Excerto da página:

= = = = = = =

Ringo Starr - Liverpool 8 ***

Convenhamos: a quem passa pela cabeça comprar um disco de Ringo Starr? Sim, à parte a família do próprio, apenas aos fãs dos Beatles. Ringo era o baterista, será preciso lembrá-lo?, aquele a quem davam as canções patetas, que mesmo assim as desafinava, e que nas entrevistas era… ligeiramente…uh… grunho? Para os fãs, a verdade é que, aos 67, o homem está aí para as curvas. É claro que continua a desafinar, ou pelo menos a cantar muito mal, e é claro que as canções continuam ligeiramente… patetas. O disco é produzido por David Stewart (ex-Eurythmics), o que lhe dá uns ares de modernidade. Mas as canções sairam directamente do mesmo baú em que os Beatles encontraram a “Obladi, Oblada”. Ou seja, anos 50 e 60, numa versão bem humorada.

Damien Rice - Live From The Union Chapel ****

O irlandês Damien Rice talvez seja um dos menos produtivos autores da música contemporânea. Tem dois discos de originais no mercado (0, de 2002, e 9, de 2006) e lança agora oficialmente uma gravação ao vivo, efectuada em 2003, que recupera quatro canções de 0, mais três que só sairam em single e uma versão de… “Silent Night”. São canções de um enorme lirismo, de uma beleza radical, que falam de amor, mas também de raiva e de desespero. A gravação ao vivo pouco difere dos originais, ou seja, os arranjos vão da simplicidade extrema à orquestração saturada, tudo dentro da mesma canção. Veja-se, por exemplo, “The Blower’s Daughter”, o seu maior sucesso comercial. Lisa Hannigan, autora das letras, é, como de costume, a voz feminina.

Charles Aznavour

O último adeus ao século XX

Aznavour anda a despedir-se do mundo. Um adeus a uma certa forma de viver a música

O concerto que Charles Aznavour vai dar esta semana em Lisboa, mais que um adeus ao artista, constitui uma autêntica despedida ao século XX. Não apenas, nem principalmente, à música desse século, mas a um certo modo de viver e fazer a música.
Aznavour é do tempo da rádio, dos discos de vinil e dos espectáculos ao vivo, suados, teatro atrás de teatro. Mas é também de um tempo em que a indústria musical ainda nem sequer existia. Ou, quando passou a existir, se dirigia a um público adulto. Aznavour não é deste tempo do vídeo, dos tops, das superproduções, da juvenilização de toda a cultura de massas.
Já em 1966, estavam os Beatles nos tops abrindo caminho à massificação, Aznavour escrevia, em “La Bohéme”, aquela que se tornaria um dos seus hinos: “falo de um tempo que os menores de vinte anos não podem conhecer…”. E isto foi há 40 anos.

= = = = = = =

Tarefa proposta: Reproduza o excerto da página desde "Aznavour anda a" até "cultura de massas.", inclusive, substituindo "Lisboa" por "Porto".

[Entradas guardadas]
= = = = = = =

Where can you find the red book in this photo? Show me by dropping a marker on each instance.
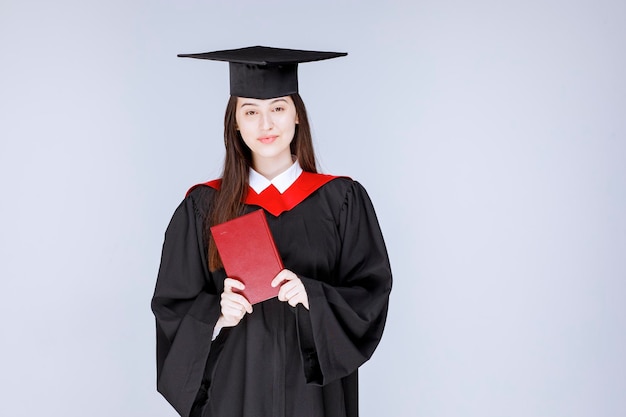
(249, 254)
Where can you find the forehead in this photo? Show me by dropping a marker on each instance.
(245, 101)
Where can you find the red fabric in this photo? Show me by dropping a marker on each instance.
(272, 200)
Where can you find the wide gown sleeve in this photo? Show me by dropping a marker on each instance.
(186, 307)
(347, 315)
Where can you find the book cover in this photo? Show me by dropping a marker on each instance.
(249, 254)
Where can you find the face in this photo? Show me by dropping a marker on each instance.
(267, 127)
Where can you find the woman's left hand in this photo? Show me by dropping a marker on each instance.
(291, 288)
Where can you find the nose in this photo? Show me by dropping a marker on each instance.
(266, 121)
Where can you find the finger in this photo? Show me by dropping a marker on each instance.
(230, 283)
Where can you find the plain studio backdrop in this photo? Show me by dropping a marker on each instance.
(491, 136)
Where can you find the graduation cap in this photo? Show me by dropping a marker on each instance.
(263, 72)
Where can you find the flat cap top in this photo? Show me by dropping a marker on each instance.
(265, 56)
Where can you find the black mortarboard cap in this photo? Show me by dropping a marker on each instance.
(263, 72)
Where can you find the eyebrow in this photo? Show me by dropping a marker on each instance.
(273, 102)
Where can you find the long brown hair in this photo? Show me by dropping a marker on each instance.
(228, 202)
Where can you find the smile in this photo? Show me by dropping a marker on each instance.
(268, 139)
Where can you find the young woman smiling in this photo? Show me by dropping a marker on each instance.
(297, 354)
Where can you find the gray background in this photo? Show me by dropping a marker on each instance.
(489, 134)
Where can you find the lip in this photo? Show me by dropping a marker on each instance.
(267, 139)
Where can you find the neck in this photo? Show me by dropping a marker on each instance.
(271, 167)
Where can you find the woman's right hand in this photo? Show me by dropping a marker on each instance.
(234, 305)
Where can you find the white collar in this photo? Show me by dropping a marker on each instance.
(282, 181)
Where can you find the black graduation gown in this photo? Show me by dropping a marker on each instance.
(278, 361)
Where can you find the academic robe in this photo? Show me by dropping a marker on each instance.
(278, 361)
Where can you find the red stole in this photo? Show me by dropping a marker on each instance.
(272, 200)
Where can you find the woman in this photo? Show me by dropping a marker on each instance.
(297, 354)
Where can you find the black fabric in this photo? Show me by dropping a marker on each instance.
(278, 361)
(263, 72)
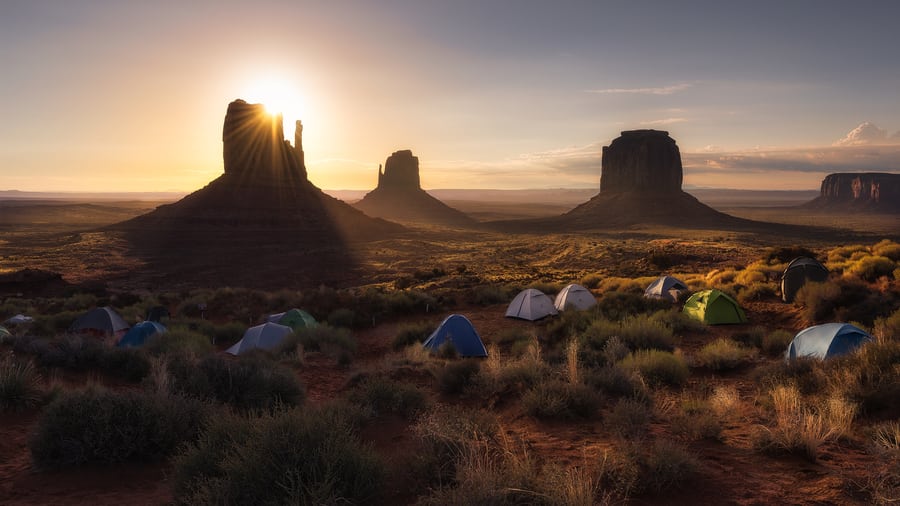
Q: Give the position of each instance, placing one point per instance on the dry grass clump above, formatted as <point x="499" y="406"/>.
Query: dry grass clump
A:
<point x="723" y="354"/>
<point x="20" y="384"/>
<point x="657" y="367"/>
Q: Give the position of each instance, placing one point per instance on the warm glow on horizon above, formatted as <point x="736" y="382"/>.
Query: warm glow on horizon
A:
<point x="279" y="96"/>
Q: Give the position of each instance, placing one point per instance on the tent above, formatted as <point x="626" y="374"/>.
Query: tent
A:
<point x="800" y="271"/>
<point x="101" y="321"/>
<point x="294" y="318"/>
<point x="265" y="336"/>
<point x="666" y="287"/>
<point x="137" y="335"/>
<point x="714" y="307"/>
<point x="458" y="330"/>
<point x="826" y="341"/>
<point x="574" y="296"/>
<point x="531" y="305"/>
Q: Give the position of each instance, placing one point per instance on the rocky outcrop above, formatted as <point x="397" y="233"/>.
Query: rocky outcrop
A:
<point x="400" y="197"/>
<point x="642" y="161"/>
<point x="868" y="191"/>
<point x="640" y="183"/>
<point x="262" y="215"/>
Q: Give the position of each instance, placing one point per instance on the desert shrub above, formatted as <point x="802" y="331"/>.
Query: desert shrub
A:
<point x="341" y="317"/>
<point x="629" y="419"/>
<point x="380" y="396"/>
<point x="102" y="427"/>
<point x="127" y="363"/>
<point x="325" y="338"/>
<point x="776" y="342"/>
<point x="618" y="305"/>
<point x="635" y="332"/>
<point x="560" y="400"/>
<point x="287" y="457"/>
<point x="456" y="376"/>
<point x="179" y="340"/>
<point x="872" y="267"/>
<point x="756" y="291"/>
<point x="723" y="354"/>
<point x="412" y="333"/>
<point x="887" y="248"/>
<point x="20" y="384"/>
<point x="487" y="295"/>
<point x="657" y="367"/>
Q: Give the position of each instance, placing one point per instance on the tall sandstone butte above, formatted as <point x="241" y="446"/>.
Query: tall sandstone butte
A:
<point x="640" y="183"/>
<point x="865" y="192"/>
<point x="399" y="195"/>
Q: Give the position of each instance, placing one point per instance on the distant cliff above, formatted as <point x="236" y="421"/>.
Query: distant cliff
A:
<point x="399" y="196"/>
<point x="859" y="192"/>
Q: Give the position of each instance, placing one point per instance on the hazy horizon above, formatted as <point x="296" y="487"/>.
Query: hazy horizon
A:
<point x="130" y="97"/>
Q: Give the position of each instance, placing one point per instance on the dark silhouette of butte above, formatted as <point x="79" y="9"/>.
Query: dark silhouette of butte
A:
<point x="640" y="183"/>
<point x="262" y="215"/>
<point x="876" y="192"/>
<point x="399" y="196"/>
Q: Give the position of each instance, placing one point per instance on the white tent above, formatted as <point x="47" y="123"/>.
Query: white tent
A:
<point x="265" y="336"/>
<point x="666" y="287"/>
<point x="574" y="296"/>
<point x="531" y="305"/>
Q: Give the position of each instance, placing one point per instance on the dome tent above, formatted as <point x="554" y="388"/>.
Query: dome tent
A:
<point x="265" y="336"/>
<point x="138" y="335"/>
<point x="294" y="318"/>
<point x="459" y="331"/>
<point x="714" y="307"/>
<point x="826" y="341"/>
<point x="574" y="296"/>
<point x="100" y="320"/>
<point x="531" y="304"/>
<point x="665" y="287"/>
<point x="798" y="272"/>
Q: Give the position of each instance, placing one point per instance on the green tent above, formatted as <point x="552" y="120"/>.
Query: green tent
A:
<point x="714" y="307"/>
<point x="294" y="318"/>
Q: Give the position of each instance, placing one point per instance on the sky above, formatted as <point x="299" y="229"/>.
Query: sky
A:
<point x="121" y="95"/>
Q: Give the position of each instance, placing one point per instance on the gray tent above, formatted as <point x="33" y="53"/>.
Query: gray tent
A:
<point x="800" y="271"/>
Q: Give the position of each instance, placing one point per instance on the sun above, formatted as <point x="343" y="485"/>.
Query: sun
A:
<point x="279" y="96"/>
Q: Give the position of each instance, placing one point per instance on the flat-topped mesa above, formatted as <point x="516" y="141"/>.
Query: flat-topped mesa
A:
<point x="641" y="161"/>
<point x="254" y="149"/>
<point x="401" y="172"/>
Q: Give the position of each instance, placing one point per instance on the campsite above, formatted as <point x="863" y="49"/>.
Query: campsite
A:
<point x="630" y="399"/>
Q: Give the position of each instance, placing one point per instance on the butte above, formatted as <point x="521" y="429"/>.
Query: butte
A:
<point x="400" y="197"/>
<point x="261" y="223"/>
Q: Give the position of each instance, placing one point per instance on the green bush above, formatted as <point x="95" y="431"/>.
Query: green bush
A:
<point x="657" y="367"/>
<point x="20" y="384"/>
<point x="412" y="333"/>
<point x="455" y="377"/>
<point x="723" y="354"/>
<point x="288" y="457"/>
<point x="379" y="396"/>
<point x="560" y="400"/>
<point x="98" y="426"/>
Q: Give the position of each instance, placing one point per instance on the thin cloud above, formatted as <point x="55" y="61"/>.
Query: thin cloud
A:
<point x="664" y="90"/>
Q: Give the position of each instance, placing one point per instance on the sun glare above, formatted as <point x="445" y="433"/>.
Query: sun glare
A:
<point x="279" y="97"/>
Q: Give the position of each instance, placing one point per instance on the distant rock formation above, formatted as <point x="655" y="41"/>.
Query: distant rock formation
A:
<point x="859" y="192"/>
<point x="400" y="197"/>
<point x="262" y="214"/>
<point x="640" y="183"/>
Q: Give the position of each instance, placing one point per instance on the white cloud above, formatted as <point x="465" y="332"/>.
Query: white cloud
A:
<point x="866" y="133"/>
<point x="664" y="90"/>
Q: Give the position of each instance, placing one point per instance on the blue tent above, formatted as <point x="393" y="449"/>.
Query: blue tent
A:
<point x="458" y="330"/>
<point x="139" y="334"/>
<point x="826" y="341"/>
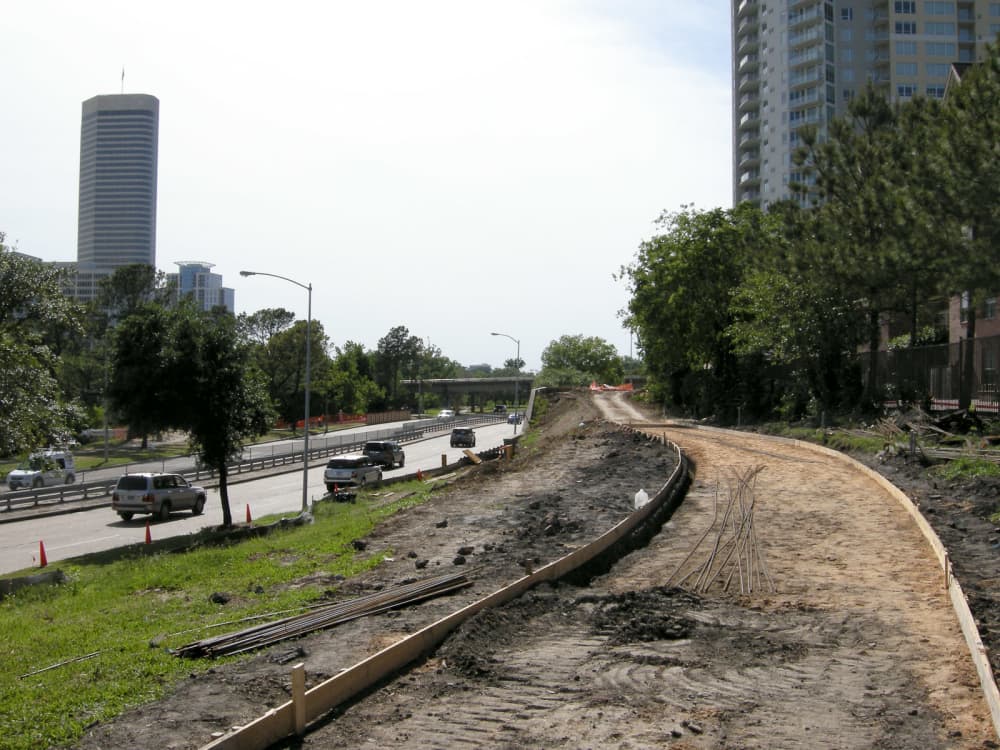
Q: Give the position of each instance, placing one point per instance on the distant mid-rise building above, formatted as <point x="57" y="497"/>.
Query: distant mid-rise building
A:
<point x="195" y="279"/>
<point x="799" y="62"/>
<point x="118" y="163"/>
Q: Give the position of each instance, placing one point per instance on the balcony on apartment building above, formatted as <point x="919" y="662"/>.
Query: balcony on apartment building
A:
<point x="804" y="16"/>
<point x="807" y="56"/>
<point x="749" y="120"/>
<point x="806" y="36"/>
<point x="747" y="43"/>
<point x="749" y="158"/>
<point x="747" y="25"/>
<point x="750" y="138"/>
<point x="748" y="63"/>
<point x="805" y="77"/>
<point x="749" y="102"/>
<point x="749" y="82"/>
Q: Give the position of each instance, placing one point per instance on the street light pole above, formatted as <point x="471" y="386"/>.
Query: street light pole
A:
<point x="305" y="421"/>
<point x="517" y="361"/>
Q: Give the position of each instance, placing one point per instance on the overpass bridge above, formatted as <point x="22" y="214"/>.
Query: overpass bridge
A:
<point x="452" y="391"/>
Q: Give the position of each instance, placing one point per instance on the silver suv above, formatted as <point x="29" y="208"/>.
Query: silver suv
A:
<point x="388" y="453"/>
<point x="351" y="471"/>
<point x="156" y="494"/>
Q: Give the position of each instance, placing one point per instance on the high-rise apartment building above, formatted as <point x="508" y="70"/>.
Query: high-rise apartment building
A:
<point x="195" y="279"/>
<point x="117" y="214"/>
<point x="798" y="62"/>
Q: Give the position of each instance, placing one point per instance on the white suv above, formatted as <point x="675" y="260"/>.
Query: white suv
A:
<point x="156" y="494"/>
<point x="43" y="469"/>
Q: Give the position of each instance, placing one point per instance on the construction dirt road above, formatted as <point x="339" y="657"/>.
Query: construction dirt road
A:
<point x="848" y="639"/>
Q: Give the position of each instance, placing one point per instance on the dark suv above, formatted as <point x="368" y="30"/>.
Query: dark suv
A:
<point x="463" y="437"/>
<point x="386" y="453"/>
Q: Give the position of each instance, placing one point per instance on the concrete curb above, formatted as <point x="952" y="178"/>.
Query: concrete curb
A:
<point x="306" y="706"/>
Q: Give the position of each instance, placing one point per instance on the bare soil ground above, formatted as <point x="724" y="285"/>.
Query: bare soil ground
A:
<point x="857" y="647"/>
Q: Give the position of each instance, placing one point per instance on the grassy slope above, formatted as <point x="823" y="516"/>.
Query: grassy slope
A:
<point x="118" y="603"/>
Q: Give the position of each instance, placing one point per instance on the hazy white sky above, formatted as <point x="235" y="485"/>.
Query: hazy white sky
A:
<point x="454" y="166"/>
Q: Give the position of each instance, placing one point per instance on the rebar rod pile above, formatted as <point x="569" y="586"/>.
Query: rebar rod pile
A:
<point x="320" y="618"/>
<point x="734" y="551"/>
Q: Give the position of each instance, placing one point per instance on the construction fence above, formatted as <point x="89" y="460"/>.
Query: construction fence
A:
<point x="932" y="375"/>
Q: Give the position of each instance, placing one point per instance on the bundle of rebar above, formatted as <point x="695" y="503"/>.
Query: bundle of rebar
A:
<point x="319" y="618"/>
<point x="733" y="551"/>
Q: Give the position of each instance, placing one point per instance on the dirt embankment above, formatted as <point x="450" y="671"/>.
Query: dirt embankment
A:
<point x="501" y="519"/>
<point x="855" y="646"/>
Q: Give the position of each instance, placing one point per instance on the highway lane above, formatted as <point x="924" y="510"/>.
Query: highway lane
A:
<point x="72" y="534"/>
<point x="290" y="446"/>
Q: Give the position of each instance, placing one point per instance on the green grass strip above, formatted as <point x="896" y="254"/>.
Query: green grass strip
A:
<point x="119" y="603"/>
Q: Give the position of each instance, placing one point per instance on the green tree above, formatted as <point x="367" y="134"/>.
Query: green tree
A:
<point x="260" y="327"/>
<point x="221" y="397"/>
<point x="873" y="215"/>
<point x="131" y="288"/>
<point x="790" y="316"/>
<point x="579" y="360"/>
<point x="283" y="361"/>
<point x="968" y="177"/>
<point x="33" y="410"/>
<point x="397" y="356"/>
<point x="139" y="390"/>
<point x="681" y="285"/>
<point x="353" y="388"/>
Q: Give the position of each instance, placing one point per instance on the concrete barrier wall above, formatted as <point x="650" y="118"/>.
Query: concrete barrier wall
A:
<point x="280" y="722"/>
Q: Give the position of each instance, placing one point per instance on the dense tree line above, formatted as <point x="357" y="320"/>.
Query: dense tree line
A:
<point x="763" y="313"/>
<point x="139" y="356"/>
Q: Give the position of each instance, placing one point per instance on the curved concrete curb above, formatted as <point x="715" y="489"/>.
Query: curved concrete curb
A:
<point x="308" y="705"/>
<point x="958" y="601"/>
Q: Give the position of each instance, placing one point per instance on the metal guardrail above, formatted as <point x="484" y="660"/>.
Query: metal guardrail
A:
<point x="320" y="447"/>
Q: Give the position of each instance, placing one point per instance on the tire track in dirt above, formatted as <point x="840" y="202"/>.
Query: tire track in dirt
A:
<point x="858" y="647"/>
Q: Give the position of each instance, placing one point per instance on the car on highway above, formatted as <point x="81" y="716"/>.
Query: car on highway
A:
<point x="157" y="495"/>
<point x="463" y="437"/>
<point x="387" y="453"/>
<point x="43" y="469"/>
<point x="351" y="471"/>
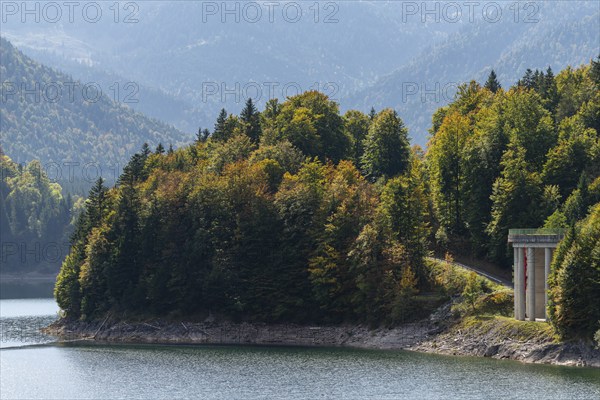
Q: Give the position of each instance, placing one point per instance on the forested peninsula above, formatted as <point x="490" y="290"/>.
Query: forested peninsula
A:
<point x="299" y="215"/>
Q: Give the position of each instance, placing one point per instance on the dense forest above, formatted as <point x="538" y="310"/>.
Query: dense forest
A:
<point x="298" y="213"/>
<point x="51" y="117"/>
<point x="35" y="218"/>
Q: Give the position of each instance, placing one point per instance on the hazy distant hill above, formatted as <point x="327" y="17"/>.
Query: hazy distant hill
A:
<point x="174" y="52"/>
<point x="49" y="116"/>
<point x="564" y="35"/>
<point x="364" y="55"/>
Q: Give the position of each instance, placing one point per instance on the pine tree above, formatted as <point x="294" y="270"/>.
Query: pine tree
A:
<point x="220" y="131"/>
<point x="386" y="147"/>
<point x="251" y="118"/>
<point x="492" y="83"/>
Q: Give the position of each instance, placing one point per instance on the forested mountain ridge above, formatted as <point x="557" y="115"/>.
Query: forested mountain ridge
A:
<point x="373" y="48"/>
<point x="35" y="218"/>
<point x="51" y="117"/>
<point x="561" y="34"/>
<point x="298" y="213"/>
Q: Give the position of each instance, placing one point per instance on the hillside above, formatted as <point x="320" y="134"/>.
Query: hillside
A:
<point x="61" y="120"/>
<point x="564" y="35"/>
<point x="300" y="214"/>
<point x="372" y="49"/>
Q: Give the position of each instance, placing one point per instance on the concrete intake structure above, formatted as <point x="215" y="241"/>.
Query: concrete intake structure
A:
<point x="533" y="251"/>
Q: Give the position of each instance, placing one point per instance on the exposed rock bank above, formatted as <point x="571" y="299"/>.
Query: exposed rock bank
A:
<point x="437" y="335"/>
<point x="224" y="332"/>
<point x="530" y="351"/>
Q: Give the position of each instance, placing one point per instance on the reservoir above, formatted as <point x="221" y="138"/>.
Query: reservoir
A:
<point x="33" y="366"/>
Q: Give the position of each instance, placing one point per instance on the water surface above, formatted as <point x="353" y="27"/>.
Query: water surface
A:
<point x="84" y="371"/>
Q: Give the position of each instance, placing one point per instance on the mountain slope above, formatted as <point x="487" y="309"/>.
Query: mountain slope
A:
<point x="61" y="120"/>
<point x="564" y="35"/>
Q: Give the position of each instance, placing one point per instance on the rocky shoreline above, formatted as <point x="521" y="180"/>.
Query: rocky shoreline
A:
<point x="577" y="353"/>
<point x="425" y="336"/>
<point x="225" y="332"/>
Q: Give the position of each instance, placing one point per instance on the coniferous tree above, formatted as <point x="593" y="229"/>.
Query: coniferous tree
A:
<point x="492" y="83"/>
<point x="251" y="118"/>
<point x="220" y="130"/>
<point x="386" y="147"/>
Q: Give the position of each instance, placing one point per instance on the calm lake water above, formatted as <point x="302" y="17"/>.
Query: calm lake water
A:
<point x="32" y="367"/>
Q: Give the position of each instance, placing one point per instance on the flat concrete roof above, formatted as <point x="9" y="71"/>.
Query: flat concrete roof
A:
<point x="539" y="236"/>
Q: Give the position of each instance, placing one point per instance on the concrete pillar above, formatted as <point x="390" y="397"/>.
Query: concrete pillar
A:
<point x="516" y="280"/>
<point x="520" y="288"/>
<point x="547" y="262"/>
<point x="531" y="283"/>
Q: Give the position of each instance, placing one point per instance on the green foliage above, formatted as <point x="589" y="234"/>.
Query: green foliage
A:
<point x="35" y="218"/>
<point x="500" y="160"/>
<point x="574" y="295"/>
<point x="386" y="147"/>
<point x="472" y="289"/>
<point x="72" y="128"/>
<point x="492" y="83"/>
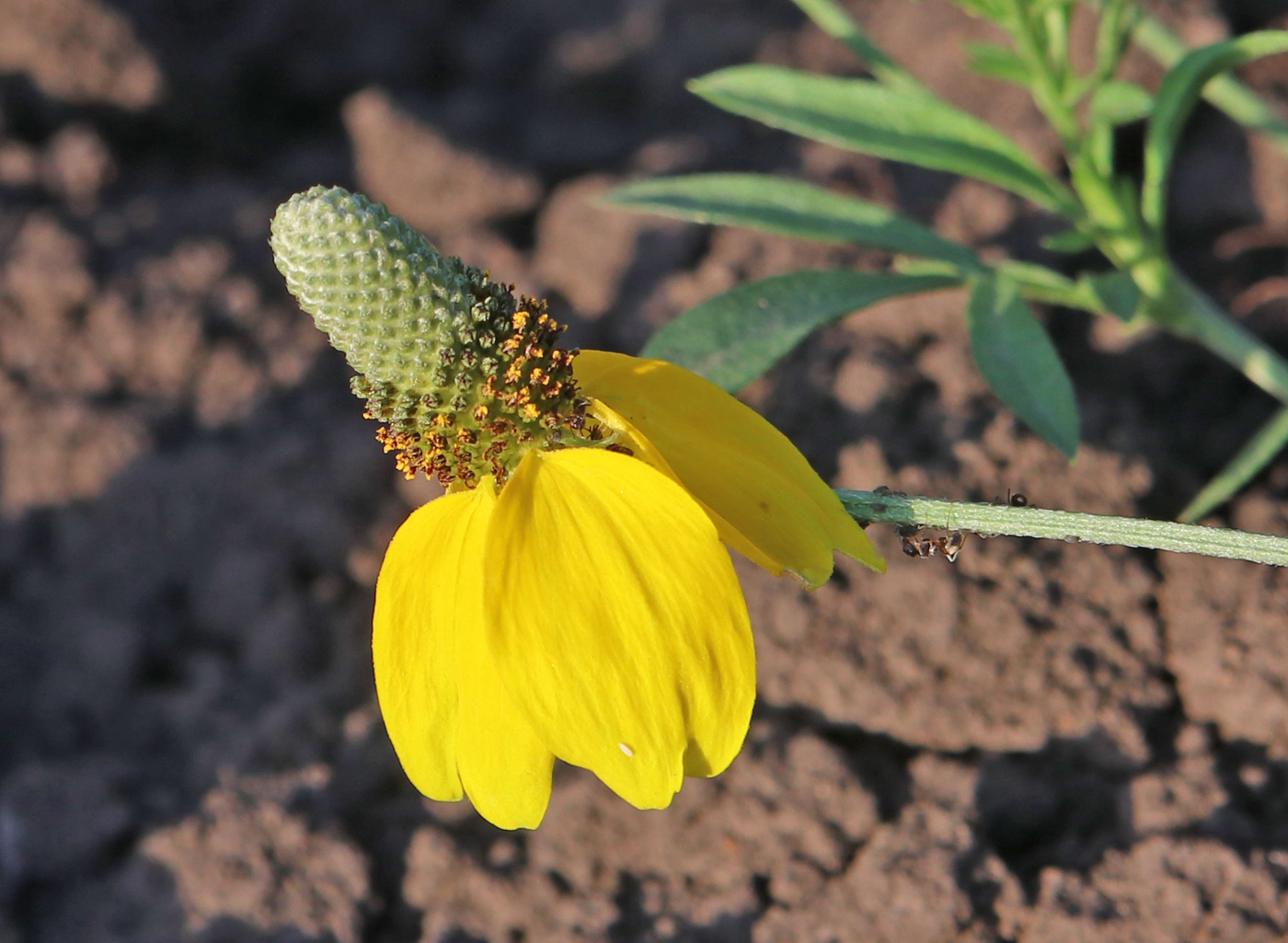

= = = = = = =

Resposta resolvida:
Aznavour anda a despedir-se do mundo. Um adeus a uma certa forma de viver a música

O concerto que Charles Aznavour vai dar esta semana em Porto, mais que um adeus ao artista, constitui uma autêntica despedida ao século XX. Não apenas, nem principalmente, à música desse século, mas a um certo modo de viver e fazer a música.
Aznavour é do tempo da rádio, dos discos de vinil e dos espectáculos ao vivo, suados, teatro atrás de teatro. Mas é também de um tempo em que a indústria musical ainda nem sequer existia. Ou, quando passou a existir, se dirigia a um público adulto. Aznavour não é deste tempo do vídeo, dos tops, das superproduções, da juvenilização de toda a cultura de massas.